■ **Aufgabenstellung**:
Führen Sie den Text über das Recht der Eltern, über die Beschneidung ihres Sohnes zu entscheiden, im Anschluss an seinen letzten Satz fort.

■ **Textabschnitt**:
********************

Wir sind der Auffassung, dass Eltern all dies berücksichtigen dürfen, wenn sie entscheiden, ob eine Beschneidung dem Wohl ihres Sohnes dient.
Denn es sind die Eltern, die – in den Grenzen unserer Rechtsordnung – den Inhalt des Kindeswohls festlegen. Sie dürfen sich bei Entscheidungen zur Gesundheit ihres Kindes auch von religiösen Motiven leiten lassen, solange die Behandlung bzw. der Eingriff nach allgemeinen Maßstäben medizinisch vertretbar ist. Das Recht von Eltern, ihre Kinder religiös zu erziehen, ist grundgesetzlich geschützt. Und die Beschneidung von Jungen ist, gerade auch mit Blick auf die Situation über Deutschland hinaus, medizinisch vertretbar, wenn sie fachgerecht und ohne unnötige Schmerzen für das Kind durchgeführt wird.

********************

■ **Entnommenes Material**:
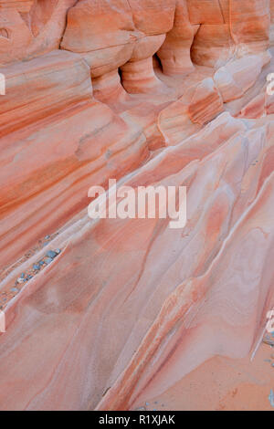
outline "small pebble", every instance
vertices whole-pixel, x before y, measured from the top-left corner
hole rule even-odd
[[[17,288],[12,288],[10,289],[10,291],[11,291],[11,292],[16,292],[16,293],[17,293],[17,292],[19,292],[19,289],[17,289]]]

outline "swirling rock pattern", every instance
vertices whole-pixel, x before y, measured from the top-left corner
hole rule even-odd
[[[178,386],[170,407],[197,409],[206,368],[227,361],[207,408],[271,408],[270,365],[234,384],[238,403],[227,379],[274,305],[273,10],[0,0],[1,410],[132,410]],[[186,226],[91,222],[88,190],[109,178],[185,185]],[[190,405],[192,374],[207,385]]]

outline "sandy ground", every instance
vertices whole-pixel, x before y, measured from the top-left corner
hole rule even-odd
[[[274,411],[274,348],[261,344],[254,361],[215,357],[140,407],[165,411]],[[274,402],[273,402],[274,403]]]

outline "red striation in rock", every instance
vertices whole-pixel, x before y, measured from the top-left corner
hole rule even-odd
[[[1,410],[175,409],[199,374],[197,409],[215,364],[206,407],[237,408],[222,368],[254,357],[274,306],[273,10],[0,0]],[[91,221],[110,178],[186,186],[186,225]],[[239,409],[271,409],[272,371],[233,384]]]

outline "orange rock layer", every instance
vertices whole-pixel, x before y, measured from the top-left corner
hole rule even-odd
[[[0,0],[1,410],[134,409],[258,349],[274,305],[273,10]],[[186,186],[186,226],[92,222],[89,188],[110,178]]]

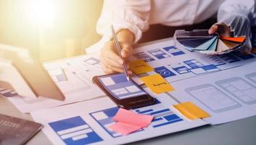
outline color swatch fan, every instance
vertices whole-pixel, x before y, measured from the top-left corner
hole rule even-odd
[[[209,35],[208,30],[185,31],[178,30],[174,34],[175,45],[190,51],[203,54],[222,54],[242,48],[245,36],[220,37],[217,34]]]

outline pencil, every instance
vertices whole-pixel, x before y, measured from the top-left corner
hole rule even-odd
[[[121,57],[121,59],[123,60],[123,59],[122,57],[122,55],[121,55],[121,47],[119,45],[119,42],[118,42],[117,36],[115,35],[113,25],[111,25],[110,28],[111,28],[112,34],[113,38],[114,38],[115,47],[116,47],[116,49],[117,49],[117,50],[118,51],[119,57]],[[126,76],[126,79],[128,81],[130,81],[130,77],[129,77],[129,74],[128,74],[128,70],[127,70],[126,63],[125,62],[125,61],[123,61],[123,70],[125,72],[125,76]]]

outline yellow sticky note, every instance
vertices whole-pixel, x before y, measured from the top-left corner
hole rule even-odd
[[[207,112],[191,102],[176,104],[173,105],[173,107],[181,114],[191,120],[208,117],[210,116]]]
[[[143,77],[141,80],[156,94],[174,91],[174,88],[159,74]]]
[[[154,70],[154,69],[150,65],[141,59],[129,62],[128,65],[130,69],[137,75]]]

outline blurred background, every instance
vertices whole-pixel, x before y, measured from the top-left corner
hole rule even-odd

********************

■ **Lösung**:
Die Beschneidung von Jungen mit Einwilligung ihrer Eltern soll daher auch künftig zulässig sein, wenn gewährleistet ist, dass dabei alle modernen medizinischen Standards eingehalten werden.
Jüdisches und muslimisches religiöses Leben muss weiterhin in Deutschland möglich sein. Jüdische und muslimische Eltern sollen nicht gezwungen sein, ihre Söhne bei unseren Nachbarn im europäischen Ausland oder in Hinterzimmern von Laien beschneiden zu lassen. Das wollen wir sicherstellen, indem wir die weltweit akzeptierte Beschneidung minderjähriger Jungen verfassungskonform regeln.